EXCERPTED RECORDS ▸

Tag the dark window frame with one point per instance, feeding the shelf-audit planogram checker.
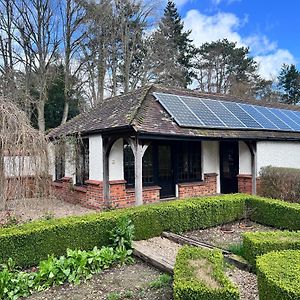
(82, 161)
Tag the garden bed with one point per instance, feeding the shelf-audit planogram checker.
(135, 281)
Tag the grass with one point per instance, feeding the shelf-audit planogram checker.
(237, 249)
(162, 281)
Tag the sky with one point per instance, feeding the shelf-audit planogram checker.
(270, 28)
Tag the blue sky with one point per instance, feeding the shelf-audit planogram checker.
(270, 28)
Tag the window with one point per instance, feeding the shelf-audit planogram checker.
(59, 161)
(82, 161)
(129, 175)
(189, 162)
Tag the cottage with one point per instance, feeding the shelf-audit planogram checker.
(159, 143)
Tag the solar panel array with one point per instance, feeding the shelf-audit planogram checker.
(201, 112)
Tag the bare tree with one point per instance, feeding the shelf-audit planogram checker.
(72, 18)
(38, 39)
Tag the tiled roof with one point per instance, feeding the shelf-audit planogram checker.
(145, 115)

WORK INSTRUCTION ▸
Pictures are to be left out; please print the rest of the records above word for word.

RESPONSE BELOW ▸
Tag the dark window frame with one point per instance, feeding the shelf-audit planogram checker.
(82, 161)
Tag the garden bed with one point per instance, feeding the shelf-audit planogram checker.
(135, 281)
Tag the grass with one point per instance, feeding the shelf-audit planogram checker.
(237, 249)
(162, 281)
Tag the sky with one point per instance, feeding the shelf-audit planogram checker.
(270, 28)
Tag the blue sky with one point per instance, feeding the shelf-audit planogram checker.
(270, 28)
Tag the window with one point per instance, feeding the shelf-audit planogram checker.
(59, 161)
(82, 161)
(129, 175)
(189, 162)
Tag the cottage with one point per instance, feeding the shelf-audit planogram checker.
(159, 143)
Tag the solar panel array with one point per instance, feeding the shelf-audit planogram checker.
(201, 112)
Tag the bare tree with one point per instance, feeding the shelf-audit planogram checker.
(72, 18)
(38, 39)
Tag the tiled roof with one point per instance, feeding the shelf-audit planogram checker.
(145, 115)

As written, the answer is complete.